▶ _Problem to work on_
Rewrite the lines starting at the first one and ending at the one containing "42,412,349,567", with "bounding box" changed to "rectangle" and nothing else altered.

▶ _Listing_
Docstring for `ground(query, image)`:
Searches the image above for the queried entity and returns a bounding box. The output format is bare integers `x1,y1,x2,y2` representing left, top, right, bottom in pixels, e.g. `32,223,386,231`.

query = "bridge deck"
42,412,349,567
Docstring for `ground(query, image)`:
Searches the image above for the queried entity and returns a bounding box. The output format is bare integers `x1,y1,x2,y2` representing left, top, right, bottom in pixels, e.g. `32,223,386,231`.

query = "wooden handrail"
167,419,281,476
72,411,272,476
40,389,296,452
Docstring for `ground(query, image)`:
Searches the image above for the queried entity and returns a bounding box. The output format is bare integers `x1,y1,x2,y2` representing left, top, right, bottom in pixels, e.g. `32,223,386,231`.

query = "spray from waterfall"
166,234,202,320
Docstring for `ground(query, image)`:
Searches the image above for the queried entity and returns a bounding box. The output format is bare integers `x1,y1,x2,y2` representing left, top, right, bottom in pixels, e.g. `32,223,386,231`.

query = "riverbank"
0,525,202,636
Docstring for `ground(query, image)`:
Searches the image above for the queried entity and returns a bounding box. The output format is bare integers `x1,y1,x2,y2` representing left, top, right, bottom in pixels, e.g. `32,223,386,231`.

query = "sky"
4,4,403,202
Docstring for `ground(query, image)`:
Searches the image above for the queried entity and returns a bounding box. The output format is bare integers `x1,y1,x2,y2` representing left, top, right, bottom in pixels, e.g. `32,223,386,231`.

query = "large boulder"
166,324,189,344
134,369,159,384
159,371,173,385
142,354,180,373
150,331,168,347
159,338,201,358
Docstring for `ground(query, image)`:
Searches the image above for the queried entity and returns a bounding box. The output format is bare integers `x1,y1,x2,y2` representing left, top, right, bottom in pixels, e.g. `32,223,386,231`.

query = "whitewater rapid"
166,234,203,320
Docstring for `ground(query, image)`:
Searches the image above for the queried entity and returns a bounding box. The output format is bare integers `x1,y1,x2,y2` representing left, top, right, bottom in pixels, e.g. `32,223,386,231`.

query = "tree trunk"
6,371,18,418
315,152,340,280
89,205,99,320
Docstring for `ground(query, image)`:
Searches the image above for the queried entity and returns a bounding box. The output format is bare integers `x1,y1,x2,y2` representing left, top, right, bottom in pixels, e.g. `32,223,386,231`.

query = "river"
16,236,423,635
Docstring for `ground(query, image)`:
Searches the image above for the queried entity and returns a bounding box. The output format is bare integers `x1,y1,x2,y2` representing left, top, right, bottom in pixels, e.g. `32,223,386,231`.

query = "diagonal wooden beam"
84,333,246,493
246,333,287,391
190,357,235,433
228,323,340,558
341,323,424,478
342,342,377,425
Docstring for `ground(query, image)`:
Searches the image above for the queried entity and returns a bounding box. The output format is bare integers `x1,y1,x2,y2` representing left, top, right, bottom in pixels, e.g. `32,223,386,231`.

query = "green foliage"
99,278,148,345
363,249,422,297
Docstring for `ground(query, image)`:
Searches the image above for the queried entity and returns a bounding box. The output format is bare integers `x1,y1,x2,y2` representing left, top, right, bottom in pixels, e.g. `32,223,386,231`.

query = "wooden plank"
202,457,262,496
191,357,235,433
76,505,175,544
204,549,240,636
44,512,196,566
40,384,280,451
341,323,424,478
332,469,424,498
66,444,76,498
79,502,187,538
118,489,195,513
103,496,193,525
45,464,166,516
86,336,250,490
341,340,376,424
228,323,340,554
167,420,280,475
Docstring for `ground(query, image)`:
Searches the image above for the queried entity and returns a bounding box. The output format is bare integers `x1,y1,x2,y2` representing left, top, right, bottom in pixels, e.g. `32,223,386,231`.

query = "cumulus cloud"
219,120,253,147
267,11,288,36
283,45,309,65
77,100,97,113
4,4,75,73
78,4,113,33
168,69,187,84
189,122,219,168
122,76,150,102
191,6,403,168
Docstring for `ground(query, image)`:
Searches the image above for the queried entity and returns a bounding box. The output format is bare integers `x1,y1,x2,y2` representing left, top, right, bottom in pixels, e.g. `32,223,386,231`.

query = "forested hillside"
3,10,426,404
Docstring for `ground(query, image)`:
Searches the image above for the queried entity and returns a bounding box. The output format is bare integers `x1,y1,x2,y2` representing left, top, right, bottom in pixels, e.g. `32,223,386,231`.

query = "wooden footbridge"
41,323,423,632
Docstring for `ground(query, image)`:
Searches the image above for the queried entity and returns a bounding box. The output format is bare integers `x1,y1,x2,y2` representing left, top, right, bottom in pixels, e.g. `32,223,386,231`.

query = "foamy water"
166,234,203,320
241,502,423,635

▶ _Result of the task_
Docstring for `ground(query, image)`:
Searches the image above for the queried entity and returns a rectangle. The output format is bare integers `x1,y1,x2,y2` representing left, top, right, bottom in pixels, e.g. `32,223,386,231`.

query = "bridge deck"
42,412,349,567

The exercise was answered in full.